═══ SELECTED EXCERPT

The honeymoon has clearly ended for Matria Healthcare ( MATR).

Just months after its celebrated marriage to a competitor, Matria has crushed its fans with a disappointing outlook for the future. Notably, the disease-management firm has already lost out on one major contract it was counting on.

Matria managed to hit first-quarter target, but issued new guidance that has left investors worried about the rest of the year. The company is now forecasting far less growth in the second quarter than the market had been anticipating. It is then counting on major second-half improvements to lift its performance for the entire year.

Some clearly have their doubts.

"It's just clear as a bell to me that the stock market doesn't believe" the full-year guidance, one investor said during a conference call on Friday morning. "Can you give us something here to hang on to? This is painful."

The stock, indeed, suffered a major fall. The shares -- which peaked at $45 just two months ago -- plunged 14% to a nine-month low of $30.30 on Friday.

Bridging the Gap

Still, Matria's first-quarter results looked strong.

Revenue more than doubled to $80.9 million -- just topping the consensus estimate -- following the recent acquisition of CorSolutions. Meanwhile, earnings jumped more than eightfold to $12 million. Operating profits of 16 cents a share met the consensus estimate exactly.

However, Matria's second-quarter guidance fell well below analyst expectations. The company is forecasting second-quarter revenue of $82 million to $84 million instead of the $92.5 million Wall Street had anticipated. It is also looking for second-quarter profits of 16 cents to 19 cents a share -- which is a far cry from the current 28-cent consensus estimate.

Even so, Matria has simply tightened its full-year guidance to a range that -- at the high end -- still includes Wall Street's $1.20 target. To hit its goals, Matria must double its first-half earnings in the second half of the year.

"I know you want some additional comfort that we're not down here hallucinating in terms of what we expect to do," Matria CEO Parker Petit acknowledged during Friday's conference call. "It's very doable because of the huge operating leverage that comes with every new revenue dollar. ... We're comfortable. If we weren't, we would be so signaling."

Banking on Business

Still, Matria also felt pretty comfortable about landing a major contract that it failed to get in the end.

"It was a nice piece of business we would have liked," Petit explained. But "we came out on the short end of the stick ... (So) we've taken that out of our forecast."

Matria indicated that it had tried -- but failed -- to win that contract away from competitor Healthways ( HWAY). The company said that it had emerged as one of two finalists for the business, before losing out on the contract about 10 days ago. Meanwhile, it said that CorSolutions recently lost "a fairly substantial employer-type" account that has been eliminated from its forecasts as well.

On a positive note, Matria did portray its second-quarter guidance as conservative and hinted at possible upside in both the near and long term. The company then went on to ask for investors' trust in the meantime.

"We're going to get plenty of business," Petit promised. "It's just not visible to you yet."

Meanwhile, Petit attempted to shoot down any notion that short-sellers -- who have been betting against the stock -- might be right about the company.

"There have been so many inaccuracies in those short reports," he said. "I don't even know how they get that information."

══════
═══ ENTRIES SUPPLIED

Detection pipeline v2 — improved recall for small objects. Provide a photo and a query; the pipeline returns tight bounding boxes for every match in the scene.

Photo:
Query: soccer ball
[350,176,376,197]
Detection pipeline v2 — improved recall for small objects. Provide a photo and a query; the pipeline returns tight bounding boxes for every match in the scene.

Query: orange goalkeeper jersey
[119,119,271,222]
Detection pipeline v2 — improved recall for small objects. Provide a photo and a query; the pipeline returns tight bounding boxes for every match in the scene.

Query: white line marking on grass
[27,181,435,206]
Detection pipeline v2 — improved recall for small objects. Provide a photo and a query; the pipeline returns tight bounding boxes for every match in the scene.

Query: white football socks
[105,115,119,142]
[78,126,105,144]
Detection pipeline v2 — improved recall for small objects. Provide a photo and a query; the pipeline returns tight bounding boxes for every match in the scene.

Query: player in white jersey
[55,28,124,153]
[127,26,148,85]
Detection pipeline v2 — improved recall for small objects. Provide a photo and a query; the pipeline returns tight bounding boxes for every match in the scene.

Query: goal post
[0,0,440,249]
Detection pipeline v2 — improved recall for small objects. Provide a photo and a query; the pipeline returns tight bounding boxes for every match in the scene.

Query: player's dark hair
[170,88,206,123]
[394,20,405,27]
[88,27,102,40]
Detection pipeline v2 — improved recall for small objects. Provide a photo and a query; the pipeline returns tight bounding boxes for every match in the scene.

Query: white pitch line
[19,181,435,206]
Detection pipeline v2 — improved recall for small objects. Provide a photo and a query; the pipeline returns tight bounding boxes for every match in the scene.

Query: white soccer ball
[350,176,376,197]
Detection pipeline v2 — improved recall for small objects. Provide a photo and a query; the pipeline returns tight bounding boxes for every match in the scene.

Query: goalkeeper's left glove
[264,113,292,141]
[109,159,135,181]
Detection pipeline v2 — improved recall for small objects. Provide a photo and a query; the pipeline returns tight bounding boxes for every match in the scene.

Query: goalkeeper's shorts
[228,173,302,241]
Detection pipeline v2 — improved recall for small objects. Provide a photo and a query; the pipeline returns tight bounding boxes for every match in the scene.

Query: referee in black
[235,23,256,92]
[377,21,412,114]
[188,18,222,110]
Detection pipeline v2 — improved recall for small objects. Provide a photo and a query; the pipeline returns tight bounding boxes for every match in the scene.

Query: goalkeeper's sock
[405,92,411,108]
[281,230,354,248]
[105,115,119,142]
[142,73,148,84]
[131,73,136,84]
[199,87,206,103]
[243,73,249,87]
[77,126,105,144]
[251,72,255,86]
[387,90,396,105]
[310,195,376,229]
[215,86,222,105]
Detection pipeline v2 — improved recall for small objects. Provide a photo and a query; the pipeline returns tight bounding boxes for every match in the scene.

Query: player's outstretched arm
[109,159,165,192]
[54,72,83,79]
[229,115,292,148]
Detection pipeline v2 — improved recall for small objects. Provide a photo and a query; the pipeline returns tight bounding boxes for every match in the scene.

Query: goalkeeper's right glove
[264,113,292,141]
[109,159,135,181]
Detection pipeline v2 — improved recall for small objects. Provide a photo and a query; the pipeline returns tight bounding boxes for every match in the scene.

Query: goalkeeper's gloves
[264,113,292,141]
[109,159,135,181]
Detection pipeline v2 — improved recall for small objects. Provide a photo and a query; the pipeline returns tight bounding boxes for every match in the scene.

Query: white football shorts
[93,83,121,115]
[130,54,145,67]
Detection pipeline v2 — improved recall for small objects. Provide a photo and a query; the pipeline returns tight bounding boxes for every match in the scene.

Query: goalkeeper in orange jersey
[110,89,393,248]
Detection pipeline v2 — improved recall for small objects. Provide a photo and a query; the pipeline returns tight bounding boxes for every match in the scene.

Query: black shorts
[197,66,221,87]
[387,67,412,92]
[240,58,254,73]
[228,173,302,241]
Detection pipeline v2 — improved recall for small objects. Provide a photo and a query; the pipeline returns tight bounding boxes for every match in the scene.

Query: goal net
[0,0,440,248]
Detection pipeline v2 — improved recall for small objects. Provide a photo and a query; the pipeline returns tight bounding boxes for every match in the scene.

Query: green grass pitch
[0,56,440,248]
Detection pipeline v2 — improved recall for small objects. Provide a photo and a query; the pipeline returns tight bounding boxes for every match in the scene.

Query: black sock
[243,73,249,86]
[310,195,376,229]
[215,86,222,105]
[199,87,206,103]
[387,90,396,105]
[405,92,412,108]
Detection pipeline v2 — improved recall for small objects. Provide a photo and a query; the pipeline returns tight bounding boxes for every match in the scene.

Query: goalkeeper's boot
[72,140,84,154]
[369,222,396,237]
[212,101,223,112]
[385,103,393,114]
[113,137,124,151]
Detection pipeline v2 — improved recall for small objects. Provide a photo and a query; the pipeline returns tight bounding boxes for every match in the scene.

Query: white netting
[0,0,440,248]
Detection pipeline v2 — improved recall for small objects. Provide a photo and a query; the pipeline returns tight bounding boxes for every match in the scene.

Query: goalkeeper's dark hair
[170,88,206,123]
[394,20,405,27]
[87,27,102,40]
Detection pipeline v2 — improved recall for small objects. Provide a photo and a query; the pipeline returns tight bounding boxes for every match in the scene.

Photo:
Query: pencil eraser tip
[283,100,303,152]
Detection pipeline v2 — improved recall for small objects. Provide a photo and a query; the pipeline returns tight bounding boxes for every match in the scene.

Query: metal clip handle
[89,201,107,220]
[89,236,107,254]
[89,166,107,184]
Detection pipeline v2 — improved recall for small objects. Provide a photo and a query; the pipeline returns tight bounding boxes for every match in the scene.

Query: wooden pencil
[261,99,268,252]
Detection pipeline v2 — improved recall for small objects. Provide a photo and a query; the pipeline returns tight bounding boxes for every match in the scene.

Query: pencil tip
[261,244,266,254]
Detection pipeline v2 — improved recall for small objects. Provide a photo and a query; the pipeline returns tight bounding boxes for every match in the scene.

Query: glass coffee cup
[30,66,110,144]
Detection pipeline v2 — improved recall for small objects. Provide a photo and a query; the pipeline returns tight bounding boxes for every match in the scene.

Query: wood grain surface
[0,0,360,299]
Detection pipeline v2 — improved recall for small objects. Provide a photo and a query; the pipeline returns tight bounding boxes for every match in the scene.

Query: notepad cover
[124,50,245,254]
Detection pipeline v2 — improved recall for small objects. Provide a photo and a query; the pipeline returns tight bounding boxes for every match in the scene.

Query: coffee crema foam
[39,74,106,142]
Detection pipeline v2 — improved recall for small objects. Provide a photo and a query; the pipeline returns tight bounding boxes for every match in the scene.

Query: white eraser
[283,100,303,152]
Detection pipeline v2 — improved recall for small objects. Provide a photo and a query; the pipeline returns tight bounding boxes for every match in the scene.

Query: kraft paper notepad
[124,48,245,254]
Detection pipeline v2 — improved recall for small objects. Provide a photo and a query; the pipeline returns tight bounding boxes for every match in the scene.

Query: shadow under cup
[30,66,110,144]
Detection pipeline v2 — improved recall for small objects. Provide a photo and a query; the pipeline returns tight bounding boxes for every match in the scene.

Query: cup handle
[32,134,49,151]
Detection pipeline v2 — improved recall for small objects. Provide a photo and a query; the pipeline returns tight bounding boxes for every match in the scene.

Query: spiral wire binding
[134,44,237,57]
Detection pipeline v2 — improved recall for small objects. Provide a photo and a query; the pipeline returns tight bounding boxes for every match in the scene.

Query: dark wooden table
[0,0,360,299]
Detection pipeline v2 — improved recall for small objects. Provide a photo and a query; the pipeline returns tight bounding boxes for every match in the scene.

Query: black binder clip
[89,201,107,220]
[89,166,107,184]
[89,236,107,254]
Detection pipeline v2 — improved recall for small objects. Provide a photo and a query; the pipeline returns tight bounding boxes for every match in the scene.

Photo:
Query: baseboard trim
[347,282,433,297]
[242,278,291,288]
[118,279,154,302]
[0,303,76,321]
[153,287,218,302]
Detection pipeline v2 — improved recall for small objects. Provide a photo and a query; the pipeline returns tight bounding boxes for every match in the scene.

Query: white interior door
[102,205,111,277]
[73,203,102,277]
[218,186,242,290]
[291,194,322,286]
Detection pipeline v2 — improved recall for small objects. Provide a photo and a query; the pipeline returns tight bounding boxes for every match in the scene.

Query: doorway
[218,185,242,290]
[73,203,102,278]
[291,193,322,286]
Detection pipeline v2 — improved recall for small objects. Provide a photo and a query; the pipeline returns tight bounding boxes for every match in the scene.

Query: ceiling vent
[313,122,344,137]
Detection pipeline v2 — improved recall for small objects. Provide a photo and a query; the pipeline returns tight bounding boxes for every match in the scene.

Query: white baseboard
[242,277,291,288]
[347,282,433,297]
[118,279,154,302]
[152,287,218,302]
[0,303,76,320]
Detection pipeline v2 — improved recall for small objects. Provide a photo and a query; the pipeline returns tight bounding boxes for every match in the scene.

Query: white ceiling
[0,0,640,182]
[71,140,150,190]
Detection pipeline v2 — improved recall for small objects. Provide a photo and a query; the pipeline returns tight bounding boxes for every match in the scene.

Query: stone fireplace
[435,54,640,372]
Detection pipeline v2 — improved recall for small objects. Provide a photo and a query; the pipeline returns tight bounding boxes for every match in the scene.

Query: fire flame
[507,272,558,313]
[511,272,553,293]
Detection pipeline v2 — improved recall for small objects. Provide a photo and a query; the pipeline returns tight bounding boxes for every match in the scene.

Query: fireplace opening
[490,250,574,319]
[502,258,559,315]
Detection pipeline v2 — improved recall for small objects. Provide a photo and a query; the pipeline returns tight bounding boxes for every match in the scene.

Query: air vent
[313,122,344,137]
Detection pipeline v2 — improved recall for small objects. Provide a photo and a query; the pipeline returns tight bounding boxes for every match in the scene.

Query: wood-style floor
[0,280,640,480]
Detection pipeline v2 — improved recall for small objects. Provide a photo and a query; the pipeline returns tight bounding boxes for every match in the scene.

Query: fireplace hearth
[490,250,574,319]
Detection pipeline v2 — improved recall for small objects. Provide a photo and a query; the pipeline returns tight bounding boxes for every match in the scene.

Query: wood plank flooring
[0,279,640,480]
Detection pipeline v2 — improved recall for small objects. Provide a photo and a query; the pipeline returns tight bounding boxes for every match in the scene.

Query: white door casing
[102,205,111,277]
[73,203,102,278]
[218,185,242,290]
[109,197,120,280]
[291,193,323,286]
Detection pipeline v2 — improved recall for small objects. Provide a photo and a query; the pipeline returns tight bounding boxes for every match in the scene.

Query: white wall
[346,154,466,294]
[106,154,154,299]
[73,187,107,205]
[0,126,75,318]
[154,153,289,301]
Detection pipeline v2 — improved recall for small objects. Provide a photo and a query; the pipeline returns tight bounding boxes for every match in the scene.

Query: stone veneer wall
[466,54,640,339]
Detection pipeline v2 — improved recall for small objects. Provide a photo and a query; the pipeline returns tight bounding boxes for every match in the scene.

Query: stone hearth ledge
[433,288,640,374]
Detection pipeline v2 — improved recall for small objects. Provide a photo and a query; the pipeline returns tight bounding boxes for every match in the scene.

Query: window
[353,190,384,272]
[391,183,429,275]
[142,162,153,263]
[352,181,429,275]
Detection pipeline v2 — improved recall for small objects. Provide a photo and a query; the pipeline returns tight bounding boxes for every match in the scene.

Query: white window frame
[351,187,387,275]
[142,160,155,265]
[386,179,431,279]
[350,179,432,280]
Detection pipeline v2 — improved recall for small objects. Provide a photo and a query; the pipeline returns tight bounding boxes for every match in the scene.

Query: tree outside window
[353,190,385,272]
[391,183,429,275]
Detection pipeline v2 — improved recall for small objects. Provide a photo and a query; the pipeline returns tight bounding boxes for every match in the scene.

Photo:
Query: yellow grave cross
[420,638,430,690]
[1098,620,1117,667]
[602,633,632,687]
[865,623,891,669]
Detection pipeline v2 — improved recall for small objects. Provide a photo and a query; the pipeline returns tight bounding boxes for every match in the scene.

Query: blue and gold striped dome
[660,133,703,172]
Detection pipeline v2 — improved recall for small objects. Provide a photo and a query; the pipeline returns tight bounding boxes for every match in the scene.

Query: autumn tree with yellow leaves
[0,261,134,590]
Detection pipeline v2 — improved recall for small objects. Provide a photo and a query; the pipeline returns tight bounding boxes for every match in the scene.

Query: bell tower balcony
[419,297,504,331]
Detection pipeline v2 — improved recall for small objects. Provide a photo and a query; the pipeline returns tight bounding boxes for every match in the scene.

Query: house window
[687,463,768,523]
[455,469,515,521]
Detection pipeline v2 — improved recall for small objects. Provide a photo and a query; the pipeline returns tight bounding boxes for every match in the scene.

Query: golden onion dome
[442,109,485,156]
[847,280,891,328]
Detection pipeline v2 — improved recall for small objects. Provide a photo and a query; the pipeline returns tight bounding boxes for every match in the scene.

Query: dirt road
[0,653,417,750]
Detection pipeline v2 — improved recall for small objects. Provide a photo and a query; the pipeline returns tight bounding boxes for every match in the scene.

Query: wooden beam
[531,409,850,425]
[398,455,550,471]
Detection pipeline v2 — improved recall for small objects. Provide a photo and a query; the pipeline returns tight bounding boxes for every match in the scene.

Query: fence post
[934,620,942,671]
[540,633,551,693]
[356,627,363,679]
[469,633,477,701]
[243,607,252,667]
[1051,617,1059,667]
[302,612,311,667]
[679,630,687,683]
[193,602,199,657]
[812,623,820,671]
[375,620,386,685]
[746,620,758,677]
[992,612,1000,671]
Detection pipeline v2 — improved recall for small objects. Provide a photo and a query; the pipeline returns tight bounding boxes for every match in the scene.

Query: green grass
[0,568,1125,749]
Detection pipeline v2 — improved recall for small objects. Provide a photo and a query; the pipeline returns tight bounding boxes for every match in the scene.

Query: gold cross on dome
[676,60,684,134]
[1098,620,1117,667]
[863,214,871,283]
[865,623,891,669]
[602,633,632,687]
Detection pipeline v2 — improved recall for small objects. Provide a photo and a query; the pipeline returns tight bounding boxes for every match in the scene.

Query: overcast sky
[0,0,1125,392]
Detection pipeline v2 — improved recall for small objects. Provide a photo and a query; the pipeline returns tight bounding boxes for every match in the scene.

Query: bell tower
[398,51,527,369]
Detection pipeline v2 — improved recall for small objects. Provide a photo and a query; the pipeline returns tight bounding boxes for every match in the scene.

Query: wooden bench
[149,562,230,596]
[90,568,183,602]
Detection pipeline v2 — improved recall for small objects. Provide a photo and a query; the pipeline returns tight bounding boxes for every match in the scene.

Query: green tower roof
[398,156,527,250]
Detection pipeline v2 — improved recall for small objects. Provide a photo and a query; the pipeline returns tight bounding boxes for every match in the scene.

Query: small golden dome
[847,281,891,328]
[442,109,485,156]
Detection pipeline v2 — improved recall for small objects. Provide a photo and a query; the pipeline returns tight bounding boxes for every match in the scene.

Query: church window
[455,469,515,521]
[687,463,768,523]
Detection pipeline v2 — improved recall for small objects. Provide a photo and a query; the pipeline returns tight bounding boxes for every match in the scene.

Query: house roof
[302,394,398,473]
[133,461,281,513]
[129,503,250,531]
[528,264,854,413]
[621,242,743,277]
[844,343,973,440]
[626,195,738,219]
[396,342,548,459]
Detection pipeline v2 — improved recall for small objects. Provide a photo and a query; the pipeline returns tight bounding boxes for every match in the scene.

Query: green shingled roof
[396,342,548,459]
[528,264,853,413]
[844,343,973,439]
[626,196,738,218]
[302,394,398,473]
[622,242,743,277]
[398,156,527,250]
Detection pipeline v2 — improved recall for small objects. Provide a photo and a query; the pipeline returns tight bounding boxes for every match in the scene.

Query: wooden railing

══════

◆ EXERCISE OBJECTIVE
Check each statement against the article on Matria Healthcare above. For each, answer yes or no and quote the words from the article that decide it.
1. Matria's first-quarter revenue more than doubled.
2. Matria won a major contract away from Healthways.
3. Matria's second-quarter revenue forecast is higher than what Wall Street had anticipated.

◆ ANSWER TO THE PROBLEM
1. Yes: "Revenue more than doubled to $80.9 million"
2. No: "Matria indicated that it had tried -- but failed -- to win that contract away from competitor Healthways"
3. No: "The company is forecasting second-quarter revenue of $82 million to $84 million instead of the $92.5 million Wall Street had anticipated."